WHAT YOU NEED TO DO –
Every entry should appear in your answer exactly as it does here.

RECORD EXCERPTS –

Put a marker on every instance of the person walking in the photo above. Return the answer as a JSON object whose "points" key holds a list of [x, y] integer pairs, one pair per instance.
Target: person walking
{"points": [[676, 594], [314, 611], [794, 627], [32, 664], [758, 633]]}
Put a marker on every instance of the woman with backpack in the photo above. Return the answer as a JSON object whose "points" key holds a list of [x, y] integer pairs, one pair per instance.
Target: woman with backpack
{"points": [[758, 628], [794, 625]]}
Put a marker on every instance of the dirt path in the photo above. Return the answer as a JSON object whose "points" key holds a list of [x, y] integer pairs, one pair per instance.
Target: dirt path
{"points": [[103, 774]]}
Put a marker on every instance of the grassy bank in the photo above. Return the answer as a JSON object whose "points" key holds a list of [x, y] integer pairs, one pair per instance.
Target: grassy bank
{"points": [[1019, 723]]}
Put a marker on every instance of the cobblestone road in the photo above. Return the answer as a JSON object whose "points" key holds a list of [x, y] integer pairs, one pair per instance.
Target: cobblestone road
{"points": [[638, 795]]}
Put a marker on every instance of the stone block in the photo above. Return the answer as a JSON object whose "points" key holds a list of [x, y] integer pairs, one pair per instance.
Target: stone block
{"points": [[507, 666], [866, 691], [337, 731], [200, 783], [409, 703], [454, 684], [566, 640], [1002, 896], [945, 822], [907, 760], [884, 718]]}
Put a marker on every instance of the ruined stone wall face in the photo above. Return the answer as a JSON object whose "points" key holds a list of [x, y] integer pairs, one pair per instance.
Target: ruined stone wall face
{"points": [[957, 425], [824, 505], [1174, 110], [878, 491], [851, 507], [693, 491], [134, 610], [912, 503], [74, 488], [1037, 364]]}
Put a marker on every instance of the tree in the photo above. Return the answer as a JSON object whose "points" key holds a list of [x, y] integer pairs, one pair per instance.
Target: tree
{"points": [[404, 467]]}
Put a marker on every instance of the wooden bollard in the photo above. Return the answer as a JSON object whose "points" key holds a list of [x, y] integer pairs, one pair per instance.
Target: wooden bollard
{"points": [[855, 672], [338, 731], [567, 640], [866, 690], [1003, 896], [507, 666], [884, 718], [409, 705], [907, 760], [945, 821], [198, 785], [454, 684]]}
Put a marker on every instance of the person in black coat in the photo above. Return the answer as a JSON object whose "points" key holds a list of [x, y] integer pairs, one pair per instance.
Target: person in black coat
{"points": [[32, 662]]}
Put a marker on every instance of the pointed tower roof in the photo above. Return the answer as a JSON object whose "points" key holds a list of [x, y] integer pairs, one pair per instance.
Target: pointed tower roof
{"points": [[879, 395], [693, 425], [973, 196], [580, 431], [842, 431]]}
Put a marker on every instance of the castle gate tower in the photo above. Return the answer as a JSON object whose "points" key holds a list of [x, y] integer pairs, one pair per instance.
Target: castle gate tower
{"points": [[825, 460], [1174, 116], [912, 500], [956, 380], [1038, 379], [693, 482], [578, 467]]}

COMPLETED TASK –
Put a marker on every instance of the person walking in the photo above. Return the answer as a JSON object whose "points" key holds a list of [x, y] integer pairs, one pair per instance.
Target: person walking
{"points": [[676, 594], [314, 611], [794, 627], [32, 664], [758, 633]]}
Put a marker on every instance of the woman with backpack in the photo above. Return the answer as a JSON object whose "points" key holds a list of [x, y] integer pairs, one pair per instance.
Target: woman with backpack
{"points": [[758, 628], [794, 625]]}
Put a marker on every instance of the dirt path in the photo above. Return the answer as a JSON object whose "points" key holds a list of [x, y] integer pairs, one pair per instance.
Target: dirt path
{"points": [[103, 774]]}
Put a marker on every instance of the grassy bank in the photo above. Return the answer as a JSON object whose "points" key holds a list of [x, y] integer pairs, one pair per instance.
Target: grassy bank
{"points": [[1019, 723]]}
Put a marker on every instance of the cobblestone road in the photo above. Return the answer as a JSON object whose "points" key holds a list of [x, y] integer pairs, one pair per instance.
Target: cobblestone road
{"points": [[638, 795]]}
Put a marker on every instance of the stone block in the photo above. Return the answer as a JSON object whose "points" key holds a list of [x, y] integer pairs, one pair per instance.
Target: stone block
{"points": [[507, 666], [866, 691], [337, 731], [200, 783], [409, 703], [454, 684], [566, 640], [1002, 896], [945, 822], [907, 760], [884, 718]]}
Put a marker on every instance of the ruined stone wall face in the photo above. Return the answer as a JSON object whose "points" key holds a list of [x, y] integer pairs, one pair per instance.
Target: ruined stone wall face
{"points": [[957, 425], [824, 505], [1174, 110], [878, 491], [851, 507], [693, 491], [134, 610], [912, 503], [74, 488], [1037, 364]]}
Put a marker on every instance of the tree in the photo above. Return the answer as a JSON object whose "points" key holds a list of [x, y] integer pairs, one pair per instance.
Target: tree
{"points": [[404, 467]]}
Put a marker on every instance of the wooden bollard in the photo above. Return the answer as a JSON object whose "points" key holds a list of [x, y] integer pairs, one pair per instance.
Target: wooden bollard
{"points": [[855, 672], [338, 731], [567, 640], [866, 690], [1003, 896], [507, 666], [884, 718], [409, 705], [907, 760], [945, 821], [198, 785], [454, 684]]}
Put a marker on every instance of the person in black coat in the photo above. Return the answer as a JSON object whose "points" key holds a list of [x, y] integer pairs, one pair per instance.
Target: person in black coat
{"points": [[32, 662]]}
Put a marker on every instance of the pointed tower roof in the photo above. Return the answer as a JSON object whose "points" key holds a list of [x, y] integer pairs, one pair per instance.
Target: pointed tower roof
{"points": [[879, 395], [693, 425], [973, 196], [580, 431], [842, 431]]}
Put a marker on every instance of the castle gate tower in the photo above. Return the answer as a JSON object whose "points" key holds a list of [x, y] integer pairs, one pair per instance.
Target: castle gate tower
{"points": [[825, 460], [1174, 116], [912, 500], [956, 380], [1038, 379], [693, 482], [578, 467]]}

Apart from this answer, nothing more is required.